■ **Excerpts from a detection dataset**
## START

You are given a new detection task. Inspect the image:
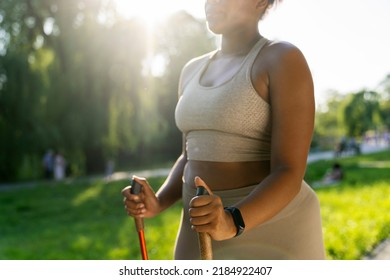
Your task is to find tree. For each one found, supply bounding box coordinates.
[343,90,382,137]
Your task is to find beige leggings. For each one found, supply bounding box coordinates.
[174,182,325,260]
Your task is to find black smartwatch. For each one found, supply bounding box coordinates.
[224,207,245,236]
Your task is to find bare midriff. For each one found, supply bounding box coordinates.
[184,160,270,191]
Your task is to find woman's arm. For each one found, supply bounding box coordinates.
[236,40,315,230]
[190,43,314,240]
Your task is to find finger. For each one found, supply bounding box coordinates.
[133,175,154,196]
[189,195,213,210]
[191,224,210,232]
[121,186,131,198]
[194,176,213,195]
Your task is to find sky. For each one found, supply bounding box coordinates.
[117,0,390,104]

## END

■ **Task objective**
Reproduce every line of the material above, requests included, and rescale each bounding box coordinate in the answers by a factor of 2.6, rounding to whole numbers with halves rounded up. Leave the pictures out of your answer.

■ **Solution for this task**
You are given a new detection task. Inspect the image:
Your task is to find tree. For each one found, supply bounding box coordinates.
[892,234,993,356]
Your task is to find beige leggings. For each one found, supply bounding box coordinates.
[452,473,845,676]
Your task is to find black smartwatch. For each one found, supply bounding box coordinates.
[582,538,637,614]
Your task is to find bare midriff. For each one found, supply bounding box coordinates.
[478,416,702,497]
Your task is to find woman's arm. For each one found, supply bounding box coordinates.
[614,104,819,598]
[494,112,816,624]
Your task is to find finger. For each one found, supply bounding box coordinates.
[346,455,400,510]
[491,507,554,546]
[497,582,546,603]
[315,484,341,515]
[504,458,554,507]
Your task is to find sky. For each one found, supply bounding box coordinates.
[304,0,1014,270]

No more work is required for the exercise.